Two recent entrants into the headhunting market are former practitioners Helena Pappas and Luci Yamamoto, who opened an attorney search consulting firm, Pappas & Yamamoto, in San Francisco last year.
Their new jobs, they said, are a better professional and personal fit.
"Recruiting is people-oriented in a more emotional way than law," said Yamamoto, who practiced educational law for two years at Ruiz & Schapiro in San Francisco. "I didn't want to be in a litigious combative relationship."
They, along with other attorneys who have made the transition, said that they didn’t have to learn a new set of skills and that becoming a headhunter is easier than starting over in another profession. Former lawyers are highly sought after by recruiting firms because they already have an established business network made up of colleagues and law school classmates.
Delia Swan of Swan Legal Search in Los Angeles has the same approach – hiring lawyers to recruit other lawyers. "I started my company on the promise that it would be all attorneys," she said. "As attorneys we have an edge and know what it means to work in a law firm. And we understand the language."
But not every headhunter agrees that a legal background is a prerequisite to a successful career in recruiting.
"I haven't found the fact that I'm not a lawyer to be a detriment to my success," said Larry Watanabe of San Diego-based Watanabe & Nason. Seasoned lawyers may start with an advantage, "but even after a short period of time they would exhaust those contacts pretty quickly," he said.
Gary Davis, a former Brobeck litigator who joined Katharine Patterson Consulting in San Francisco in 1990 said being a lawyer "is a security blanket for some people who are new to the profession."
But even that won't shield them from the initial shock of entering the profession, say headhunters. Lawyers have to give up the comfort of a firm, a regular pay check and traditional promotion track to enter a world of financial uncertainty, longer hours and hard work, they added.Some even have to work through the stigma of being a "headhunter," which is comparable to the negative stereotypes of a slimy salesperson. "It's stressful when you first start," said Davis. "You have to make cold calls and extend and expose yourself. You wonder if the person really wants to hear from you. Recruiters are not always looked at in the best light, and I initially missed the prestige of being a lawyer."

→ **TO BE DONE**:
a) Write out the text on lawyers turned recruiters from "Their new jobs, they" to "law school classmates.".
b) Please repeat the listing word for word, from the line with "cheek in this photo." through the last line of the listing.
The listing has no connection to the text on lawyers turned recruiters.

→ **ENTRIES PROVIDED**:

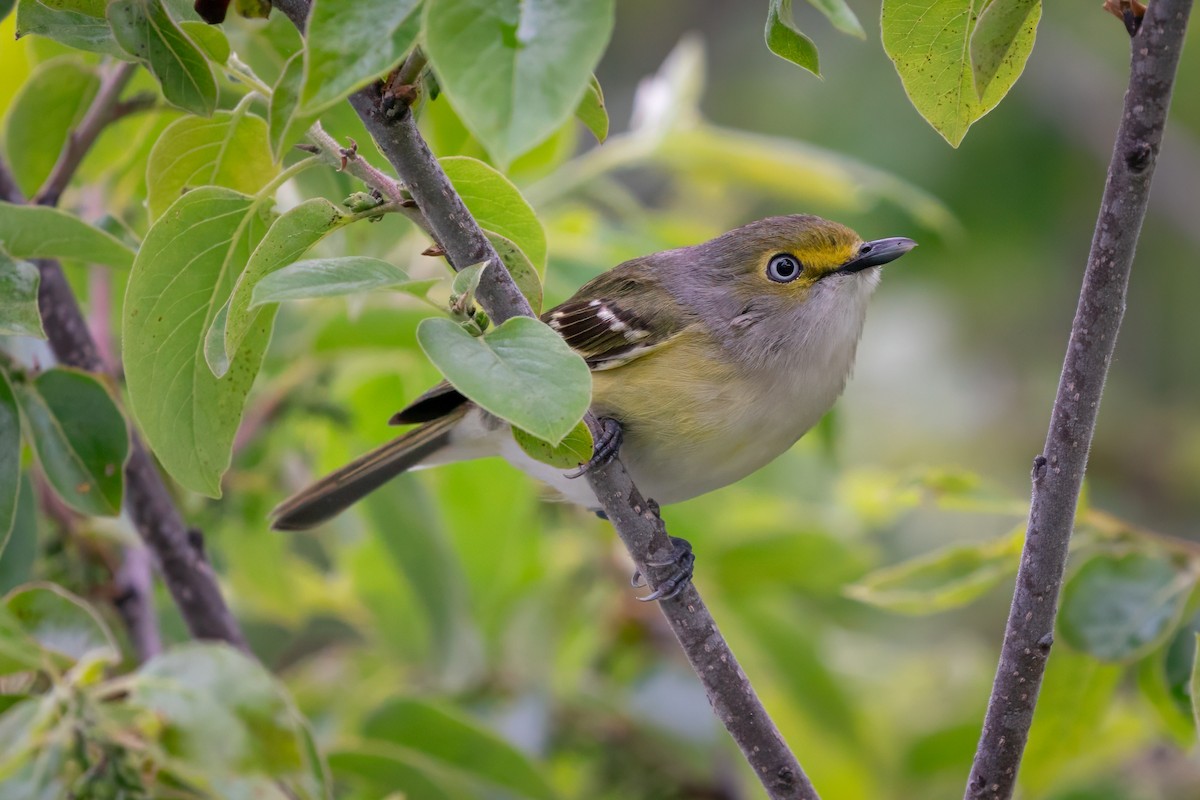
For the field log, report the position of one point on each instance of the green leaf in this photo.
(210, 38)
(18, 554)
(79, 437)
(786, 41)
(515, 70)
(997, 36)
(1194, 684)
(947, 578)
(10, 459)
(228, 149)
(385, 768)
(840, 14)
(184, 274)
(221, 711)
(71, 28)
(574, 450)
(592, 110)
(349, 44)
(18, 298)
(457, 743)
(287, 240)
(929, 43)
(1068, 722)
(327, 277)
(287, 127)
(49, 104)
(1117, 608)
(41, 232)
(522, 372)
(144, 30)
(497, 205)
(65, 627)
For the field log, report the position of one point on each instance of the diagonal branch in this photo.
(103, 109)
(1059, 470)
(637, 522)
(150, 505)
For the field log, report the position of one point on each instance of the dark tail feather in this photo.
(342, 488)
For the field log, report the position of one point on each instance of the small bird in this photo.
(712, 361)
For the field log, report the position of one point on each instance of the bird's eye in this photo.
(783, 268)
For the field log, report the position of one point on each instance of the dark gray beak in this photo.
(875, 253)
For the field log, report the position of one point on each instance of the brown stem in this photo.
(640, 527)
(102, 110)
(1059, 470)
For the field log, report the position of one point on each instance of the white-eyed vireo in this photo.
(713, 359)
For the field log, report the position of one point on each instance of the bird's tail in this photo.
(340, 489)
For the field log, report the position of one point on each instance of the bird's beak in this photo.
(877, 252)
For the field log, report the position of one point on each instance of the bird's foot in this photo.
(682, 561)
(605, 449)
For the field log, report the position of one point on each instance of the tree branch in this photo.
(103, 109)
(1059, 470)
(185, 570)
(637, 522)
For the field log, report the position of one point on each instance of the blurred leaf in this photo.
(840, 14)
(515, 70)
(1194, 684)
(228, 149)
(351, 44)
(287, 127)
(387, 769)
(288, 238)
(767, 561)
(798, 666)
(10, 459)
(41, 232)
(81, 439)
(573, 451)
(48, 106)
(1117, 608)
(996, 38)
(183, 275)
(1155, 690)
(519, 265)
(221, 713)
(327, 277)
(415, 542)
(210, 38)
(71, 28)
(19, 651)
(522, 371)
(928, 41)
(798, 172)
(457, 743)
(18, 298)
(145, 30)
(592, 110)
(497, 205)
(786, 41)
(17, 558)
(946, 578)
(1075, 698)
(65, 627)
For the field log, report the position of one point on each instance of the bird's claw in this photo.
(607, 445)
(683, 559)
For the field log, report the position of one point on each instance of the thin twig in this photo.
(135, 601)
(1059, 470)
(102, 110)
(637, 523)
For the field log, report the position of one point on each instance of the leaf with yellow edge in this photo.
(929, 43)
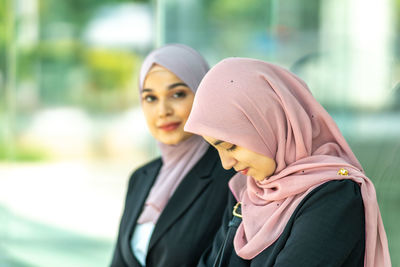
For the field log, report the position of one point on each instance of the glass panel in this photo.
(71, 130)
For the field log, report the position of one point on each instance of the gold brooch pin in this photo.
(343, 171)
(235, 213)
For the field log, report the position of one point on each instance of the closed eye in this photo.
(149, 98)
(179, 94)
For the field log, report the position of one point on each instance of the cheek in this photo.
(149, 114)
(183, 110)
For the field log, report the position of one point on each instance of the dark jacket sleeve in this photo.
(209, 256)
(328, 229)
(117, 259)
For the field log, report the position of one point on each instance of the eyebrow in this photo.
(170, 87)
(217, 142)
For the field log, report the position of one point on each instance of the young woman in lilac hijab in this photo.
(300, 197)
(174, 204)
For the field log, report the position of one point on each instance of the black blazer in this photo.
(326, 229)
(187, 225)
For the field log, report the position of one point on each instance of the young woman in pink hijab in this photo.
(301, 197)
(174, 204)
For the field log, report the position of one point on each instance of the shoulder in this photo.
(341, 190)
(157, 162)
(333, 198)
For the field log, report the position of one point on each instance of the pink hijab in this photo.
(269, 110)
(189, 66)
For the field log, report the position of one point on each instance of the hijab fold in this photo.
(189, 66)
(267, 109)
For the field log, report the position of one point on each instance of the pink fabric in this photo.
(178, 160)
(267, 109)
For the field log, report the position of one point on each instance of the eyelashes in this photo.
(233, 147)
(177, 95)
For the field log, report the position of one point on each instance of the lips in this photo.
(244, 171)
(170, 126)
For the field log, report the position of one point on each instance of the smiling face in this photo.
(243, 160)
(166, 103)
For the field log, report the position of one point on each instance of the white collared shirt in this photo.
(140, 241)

→ **SOLUTION LIST**:
a)
Their new jobs, they said, are a better professional and personal fit.
"Recruiting is people-oriented in a more emotional way than law," said Yamamoto, who practiced educational law for two years at Ruiz & Schapiro in San Francisco. "I didn't want to be in a litigious combative relationship."
They, along with other attorneys who have made the transition, said that they didn’t have to learn a new set of skills and that becoming a headhunter is easier than starting over in another profession. Former lawyers are highly sought after by recruiting firms because they already have an established business network made up of colleagues and law school classmates.

b)
For the field log, report the position of one point on each instance of the cheek in this photo.
(149, 114)
(183, 110)
For the field log, report the position of one point on each instance of the dark jacket sleeve in this photo.
(209, 256)
(328, 229)
(117, 259)
For the field log, report the position of one point on each instance of the eyebrow in this photo.
(170, 87)
(217, 142)
For the field log, report the position of one point on each instance of the young woman in lilac hijab in this photo.
(300, 197)
(174, 204)
For the field log, report the position of one point on each instance of the black blazer in this photo.
(326, 229)
(187, 225)
For the field log, report the position of one point on each instance of the young woman in pink hijab in this photo.
(301, 197)
(174, 204)
For the field log, report the position of one point on each instance of the shoulder in this photo.
(341, 190)
(157, 162)
(333, 198)
For the field log, report the position of one point on each instance of the pink hijab in this photo.
(269, 110)
(189, 66)
For the field log, report the position of one point on each instance of the hijab fold in this photo.
(189, 66)
(267, 109)
For the field log, report the position of one point on each instance of the pink fabric in this photo.
(178, 160)
(267, 109)
For the field log, report the position of one point on each instance of the eyelashes in this photo.
(233, 147)
(177, 95)
For the field log, report the position of one point on each instance of the lips in this photo.
(244, 171)
(170, 126)
For the field log, report the position of one point on each instance of the smiling face in this photo.
(243, 160)
(166, 103)
For the field log, report the position of one point on each instance of the white collared shirt in this photo.
(140, 241)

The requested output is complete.